## QUESTIONS ON THE MATERIAL
• a. Retype the part of the passage on the basal ganglia starting with "Compare e.g. the" and going on through "tell them apart.".
• b. Using the passage on the basal ganglia, answer these:
(i) Where is the command bottleneck said to be?
(ii) Which behaviors get extra weight when you are hungry?
(iii) What was the concrete version of the Prescott et al. 2006 model implemented in?
• c. According to the passage on the basal ganglia, why might none of several subsystems carry out an action when they issue conflicting bids at the same time?

## SELECTED EXCERPT
****************************************
This might also explain some aspects of meditation: for example, The Mind Illuminated talks about “increasing the power of consciousness”, which it describes as literally increasing the amount of experience-moments per unit of time. I was never quite sure of how exactly to explain that in terms of a global workspace model… but maybe if the system for generating moments of introspective awareness also got more efficient somehow? Hmm...
So AFAIK, the command bottleneck is in the basal ganglia, which are linked to the GNW. A lot of the brain works by lateral inhibition, where each of neurons A, B and C may fire, but any of them firing sends inhibitory signals to the others, causing only one of them to be active at a time.
My understanding from the scholarpedia article is that something similar is going on in the basal ganglia—different subsystems send various motor command “bids” to the BG, which then get different weights depending on various background factors (e.g. food-seeking behaviors get extra weight when you are hungry). Apparently there’s a similar mechanism of a strong bid for one system inhibiting the bidding signals for all the others. So if multiple subsystems are issuing conflicting bids at the same time, their bids would end up inhibiting each other and none of them would reach the level necessary for carrying out actions.
Scholarpedia links to Prescott et al. 2006 (sci-hub) as offering a more detailed model, including a concrete version that was implemented in a robot. I’ve only skimmed it, but they note that their model has some biologically plausible behaviors. In some situations where the robot experiences conflicting high-weight bids, it seems to “react to uncertainty by going half-speed”: doing a bit of one one response and then a bit of another, and failing to fully commit to any single procdure:
Connecting this with the GNW, several of the salience cues used in the model are perceptual signals, e.g. whether or not a wall or a cylinder is currently perceived. We also know that signals which get to the GNW have a massively boosted signal strength over ones that do not. So while the GNW does not “command” any particular subsystem to take action, salience cues that get into the GNW can get a significant boost, helping them win the action selection process.
Compare e.g. the Stanford Marshmallow Experiment, where the children used a range of behaviors to distract themselves from the sight/thought of the marshmallow—or any situation where you yourself keep getting distracted by signals making their way to consciousness:
Thank you for pointing to the basal ganglia’s relation to motor control! This feels like one of those things that’s obvious but I just didn’t know because I haven’t “broadly studied” neuroanatomy. Relatedly, if anyone knows of any resources of neuroanatomy that really dig into why we think of this or that region of the brain as being different, I’d love to hear. I know there’s both a lot of “this area defs has this structure and does this thing” and “an fMRI went beep so this is the complain-about-ants part of your brain!”, and I don’t yet have the knowledge to tell them apart.
Also:
This was a very helpful emphasis shift for me. Even though I wasn’t conceptualizing GNW as a commander, I was still thinking of it as a “destination”, probably because of all the claims about its connection to consciousness. The “signal boosting” frame feels like a much better fit. Subsystems are already plugged into the various parts of your brain that they need to be connected to; the GNW is not a universal router. It’s only when you’re doing Virtual Machine esque conscious thinking that it’s a routing bottleneck. Other times it might look like a bottle neck, but maybe it’s more “if you get a signal boost from the GNW, you’re probs gonna win, and only one thing can get boosted at a time”.
****************************************
## RECORDS SHOWN
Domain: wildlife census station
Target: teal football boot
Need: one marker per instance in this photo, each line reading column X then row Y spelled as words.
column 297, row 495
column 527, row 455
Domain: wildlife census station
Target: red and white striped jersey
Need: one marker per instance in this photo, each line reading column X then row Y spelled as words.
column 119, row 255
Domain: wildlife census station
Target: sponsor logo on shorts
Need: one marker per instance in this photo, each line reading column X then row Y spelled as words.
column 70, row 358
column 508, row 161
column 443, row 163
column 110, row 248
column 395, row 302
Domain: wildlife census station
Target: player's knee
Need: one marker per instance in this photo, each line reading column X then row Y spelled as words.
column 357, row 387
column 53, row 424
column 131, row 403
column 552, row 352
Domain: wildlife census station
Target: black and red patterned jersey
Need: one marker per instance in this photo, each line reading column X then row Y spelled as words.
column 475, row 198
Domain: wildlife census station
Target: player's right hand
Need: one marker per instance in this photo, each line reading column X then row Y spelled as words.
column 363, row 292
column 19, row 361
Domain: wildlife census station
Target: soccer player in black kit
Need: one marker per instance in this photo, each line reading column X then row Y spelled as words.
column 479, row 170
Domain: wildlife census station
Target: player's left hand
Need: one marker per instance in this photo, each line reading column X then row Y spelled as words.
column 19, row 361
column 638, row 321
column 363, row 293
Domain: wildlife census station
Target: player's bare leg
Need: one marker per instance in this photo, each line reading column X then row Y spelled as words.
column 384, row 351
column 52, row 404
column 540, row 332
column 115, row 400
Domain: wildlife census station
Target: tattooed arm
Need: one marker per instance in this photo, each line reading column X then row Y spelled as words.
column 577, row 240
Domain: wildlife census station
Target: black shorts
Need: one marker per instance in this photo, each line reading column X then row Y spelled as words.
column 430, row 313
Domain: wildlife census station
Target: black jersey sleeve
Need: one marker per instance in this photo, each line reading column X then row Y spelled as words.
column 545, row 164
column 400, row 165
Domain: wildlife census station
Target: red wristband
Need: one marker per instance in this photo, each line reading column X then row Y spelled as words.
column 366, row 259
****************************************
## EXERCISE ANSWERS
• a.
Compare e.g. the Stanford Marshmallow Experiment, where the children used a range of behaviors to distract themselves from the sight/thought of the marshmallow—or any situation where you yourself keep getting distracted by signals making their way to consciousness:
Thank you for pointing to the basal ganglia’s relation to motor control! This feels like one of those things that’s obvious but I just didn’t know because I haven’t “broadly studied” neuroanatomy. Relatedly, if anyone knows of any resources of neuroanatomy that really dig into why we think of this or that region of the brain as being different, I’d love to hear. I know there’s both a lot of “this area defs has this structure and does this thing” and “an fMRI went beep so this is the complain-about-ants part of your brain!”, and I don’t yet have the knowledge to tell them apart.

• b.
(i) In the basal ganglia.
(ii) Food-seeking behaviors.
(iii) A robot.

• c. A strong bid from one system inhibits the bidding signals of all the others. So when several subsystems bid against each other at once, their bids inhibit each other, and none of them reaches the level needed to carry out actions.